### Stated problem
Lay out every item below as a two-column CSV with the header row item_text,answer. Give one row per item, with its text and its answer each in a single quoted field and any line breaks replaced by spaces.

### Listed entries

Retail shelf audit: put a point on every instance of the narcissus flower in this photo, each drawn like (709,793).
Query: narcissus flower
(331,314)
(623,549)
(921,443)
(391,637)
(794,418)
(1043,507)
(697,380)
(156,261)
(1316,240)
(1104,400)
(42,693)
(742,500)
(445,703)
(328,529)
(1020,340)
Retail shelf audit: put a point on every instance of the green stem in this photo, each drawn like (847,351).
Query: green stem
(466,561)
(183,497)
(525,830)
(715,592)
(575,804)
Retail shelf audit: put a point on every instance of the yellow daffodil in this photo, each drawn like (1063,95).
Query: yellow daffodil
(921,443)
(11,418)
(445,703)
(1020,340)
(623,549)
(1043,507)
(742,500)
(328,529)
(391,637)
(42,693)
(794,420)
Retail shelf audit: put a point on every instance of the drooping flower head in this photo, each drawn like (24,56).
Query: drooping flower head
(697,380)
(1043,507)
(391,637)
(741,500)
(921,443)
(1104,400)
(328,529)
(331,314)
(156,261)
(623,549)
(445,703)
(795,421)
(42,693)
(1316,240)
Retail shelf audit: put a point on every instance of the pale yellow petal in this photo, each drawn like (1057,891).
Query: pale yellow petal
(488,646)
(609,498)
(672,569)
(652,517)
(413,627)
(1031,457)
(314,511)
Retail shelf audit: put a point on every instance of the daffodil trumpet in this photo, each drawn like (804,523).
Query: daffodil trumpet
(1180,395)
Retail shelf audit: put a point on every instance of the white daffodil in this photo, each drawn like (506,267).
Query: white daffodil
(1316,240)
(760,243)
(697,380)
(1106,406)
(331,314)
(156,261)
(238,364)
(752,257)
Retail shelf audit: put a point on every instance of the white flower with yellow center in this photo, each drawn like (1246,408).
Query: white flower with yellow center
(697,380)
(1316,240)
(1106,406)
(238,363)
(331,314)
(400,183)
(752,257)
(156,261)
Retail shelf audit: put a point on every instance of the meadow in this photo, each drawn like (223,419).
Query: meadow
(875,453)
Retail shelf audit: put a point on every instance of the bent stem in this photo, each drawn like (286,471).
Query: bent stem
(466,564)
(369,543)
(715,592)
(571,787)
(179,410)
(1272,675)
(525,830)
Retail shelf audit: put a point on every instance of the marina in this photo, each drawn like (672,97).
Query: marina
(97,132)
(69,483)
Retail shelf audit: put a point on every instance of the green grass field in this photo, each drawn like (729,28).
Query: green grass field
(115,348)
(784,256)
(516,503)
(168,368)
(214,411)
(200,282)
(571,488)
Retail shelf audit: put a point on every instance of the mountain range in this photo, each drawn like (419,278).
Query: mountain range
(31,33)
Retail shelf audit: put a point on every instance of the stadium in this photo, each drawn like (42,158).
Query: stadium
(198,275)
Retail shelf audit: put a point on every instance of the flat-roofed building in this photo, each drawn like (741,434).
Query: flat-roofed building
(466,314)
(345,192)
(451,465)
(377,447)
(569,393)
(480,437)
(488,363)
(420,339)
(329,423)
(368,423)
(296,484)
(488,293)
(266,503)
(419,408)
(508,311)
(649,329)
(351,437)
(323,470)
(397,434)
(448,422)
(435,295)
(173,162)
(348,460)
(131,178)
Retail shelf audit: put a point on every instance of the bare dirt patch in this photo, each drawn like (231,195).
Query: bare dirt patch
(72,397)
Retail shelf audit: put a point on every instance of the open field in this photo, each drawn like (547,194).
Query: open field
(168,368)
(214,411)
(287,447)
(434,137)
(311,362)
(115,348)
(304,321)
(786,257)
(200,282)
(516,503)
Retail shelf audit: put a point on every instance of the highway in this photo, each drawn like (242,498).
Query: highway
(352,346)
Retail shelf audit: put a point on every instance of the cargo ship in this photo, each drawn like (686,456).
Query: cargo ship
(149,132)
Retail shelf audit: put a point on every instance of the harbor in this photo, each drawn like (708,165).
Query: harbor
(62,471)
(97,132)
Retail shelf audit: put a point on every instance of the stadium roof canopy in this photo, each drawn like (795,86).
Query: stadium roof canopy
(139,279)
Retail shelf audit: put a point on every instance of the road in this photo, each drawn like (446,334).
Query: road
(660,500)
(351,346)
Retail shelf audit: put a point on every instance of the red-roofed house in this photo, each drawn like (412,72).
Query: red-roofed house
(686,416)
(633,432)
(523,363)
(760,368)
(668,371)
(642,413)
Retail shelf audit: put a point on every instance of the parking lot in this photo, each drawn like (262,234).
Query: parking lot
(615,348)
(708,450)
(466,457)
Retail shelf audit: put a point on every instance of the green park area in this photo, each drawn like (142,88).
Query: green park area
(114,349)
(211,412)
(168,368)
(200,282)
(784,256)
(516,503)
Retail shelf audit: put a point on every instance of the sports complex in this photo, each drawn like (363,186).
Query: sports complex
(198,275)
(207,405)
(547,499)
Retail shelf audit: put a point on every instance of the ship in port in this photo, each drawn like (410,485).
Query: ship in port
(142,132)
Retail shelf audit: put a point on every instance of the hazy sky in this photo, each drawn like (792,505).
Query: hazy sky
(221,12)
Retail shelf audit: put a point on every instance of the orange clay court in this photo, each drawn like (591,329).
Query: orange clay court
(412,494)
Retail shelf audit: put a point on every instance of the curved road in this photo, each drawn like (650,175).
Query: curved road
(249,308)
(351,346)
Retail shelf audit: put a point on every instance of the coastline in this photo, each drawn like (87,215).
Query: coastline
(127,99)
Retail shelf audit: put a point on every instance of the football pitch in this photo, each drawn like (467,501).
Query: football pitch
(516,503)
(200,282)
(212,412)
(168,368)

### Answer to this task
item_text,answer
"Retail shelf audit: put a point on every instance of the narcissus flower in this photo, each drawn like (709,793). Query: narcissus flower","(331,314) (623,549) (921,443) (391,637) (794,418) (1043,507) (697,380) (156,261) (1316,240) (1104,400) (42,693) (742,500) (445,703) (328,529) (1020,340)"
"Retail shelf audit: put a point on every instance of the green stem in this photo, each drawn like (847,351). Query: green stem","(466,561) (183,497) (525,830) (715,592) (575,804)"
"Retail shelf audit: put a point on every instance of the yellow daffodil in this photo, each drawn like (1063,95). Query: yellow daffodil","(921,443) (11,418) (445,703) (1020,340) (623,549) (1043,507) (742,500) (328,529) (391,637) (42,693) (794,420)"
"Retail shelf audit: put a point on every instance of the drooping flower head in this photo, each drawn like (24,56). Query: drooping flower head","(697,380) (1043,507) (391,637) (741,500) (921,443) (1104,400) (328,529) (331,314) (156,261) (623,549) (445,703) (795,421) (42,693) (1316,240)"
"Retail shelf audit: put a point on every instance of the pale yellow petal in this photo, each drawn like (1057,891). Query: pale yellow petal","(488,646) (609,498) (672,569) (652,517) (413,627) (1031,457) (314,511)"
"Retail shelf audit: put a point on every instance of the daffodil trumpet in this photo, each drawn like (804,523). Query: daffodil trumpet","(1180,395)"
"Retail shelf audit: put a point on every instance of the white daffodil in this photo, each drawn like (506,267). Query: white daffodil","(1316,240) (760,243) (697,380) (1106,406) (331,314) (156,261) (238,364) (752,257)"
"Retail shelf audit: put a point on every instance of the white flower with yellow center in this photo, each drawn like (1246,408). Query: white flower with yellow center","(697,380) (1316,240) (1106,406) (238,363) (331,314) (400,183) (752,257) (156,261)"
"Retail shelf audit: put a point on every instance of the meadow in this photo, each drawn like (223,419). Query: meadow","(875,453)"
"Retail shelf audit: put a point on every instance of the bent stem in this photo, each drawn like (286,471). Query: bent stem","(466,564) (369,543) (715,592) (571,787) (179,410) (1272,675) (525,830)"
"Retail shelf audit: put a point on every instance of the marina in this photo, each drawn like (672,97). Query: marina","(97,132) (69,483)"
"Retail shelf audit: put a point on every instance of the green grass field in this photo, each drawn like (729,28). Query: green grass field","(115,348) (784,256) (516,503) (168,368) (214,411) (200,282) (571,488)"
"Retail shelf audit: put a point on every instance of the mountain range in this photo, each drawn like (419,278). Query: mountain range","(31,33)"
"Retail shelf audit: put a point on every instance of the stadium in this photo, each drawn like (42,158). Query: stadium","(198,275)"
"Retail shelf audit: put a point on every instance of the flat-roofed building in this photo, each drawn like (741,434). Query: flat-roofed building","(466,314) (345,192) (451,465) (377,447) (569,393) (480,437) (488,363) (420,339) (329,423) (368,423) (296,484) (488,293) (266,503) (419,408) (508,311) (649,329) (351,437) (323,470) (397,434) (448,422) (435,295) (173,162) (348,460) (131,178)"
"Retail shelf audit: put a point on every instance of the bare dirt patch in this photo, each drawn like (231,195). Query: bare dirt patch","(72,397)"
"Retail shelf audit: put a point on every instance of the open field in this photo, each drawn like (547,194). Query: open field","(168,368) (214,411) (287,447) (434,137) (311,362) (115,348) (304,321) (786,257) (200,282) (516,503)"
"Retail shelf audit: put a point on every instance of the highway in this photo, each drawn like (242,498). Query: highway","(352,346)"
"Retail shelf audit: put a point on every instance of the cargo ship in this photo, each drawn like (686,456). Query: cargo ship","(149,132)"
"Retail shelf audit: put a point on every instance of the harbor in this photo, each drawn like (708,165). Query: harbor","(62,471) (97,132)"
"Retail shelf audit: put a point on every instance of the stadium roof canopy in this photo, each drawn like (795,86). Query: stadium roof canopy","(139,279)"
"Retail shelf audit: put a point on every instance of the road in this photo, each drawn like (446,334). Query: road","(660,500) (351,346)"
"Retail shelf audit: put a point on every instance of the red-roofed house in this photo, each drawn like (412,72). Query: red-roofed house","(686,416) (633,432) (523,363) (760,368) (668,371) (642,413)"
"Retail shelf audit: put a point on every instance of the parking lot in this photo, each drawn like (262,234). Query: parking lot","(615,348) (708,450) (466,457)"
"Retail shelf audit: put a point on every instance of the green park area in this photo, each drawn like (142,88). Query: green park area","(114,349) (211,412) (168,368) (200,282) (784,256) (516,503)"
"Retail shelf audit: put a point on every instance of the sports complex in this photo, each drawn like (363,186). Query: sports complex","(198,275) (207,405) (547,499)"
"Retail shelf audit: put a point on every instance of the ship in port in this photo, each drawn like (410,485). Query: ship in port","(142,132)"
"Retail shelf audit: put a point on every instance of the hazy sky in this photo, each drawn like (792,505). Query: hazy sky","(221,12)"
"Retail shelf audit: put a point on every instance of the orange clay court in this photo, each drawn like (591,329). Query: orange clay court","(412,494)"
"Retail shelf audit: put a point on every instance of the curved road in this photo, each drawn like (650,175). Query: curved road","(249,308) (351,346)"
"Retail shelf audit: put a point on every instance of the coastline in this photo, each drawn like (87,215). Query: coastline","(127,99)"
"Retail shelf audit: put a point on every instance of the football pitch in this photo, each drawn like (467,501). Query: football pitch","(516,503) (200,282) (212,412) (168,368)"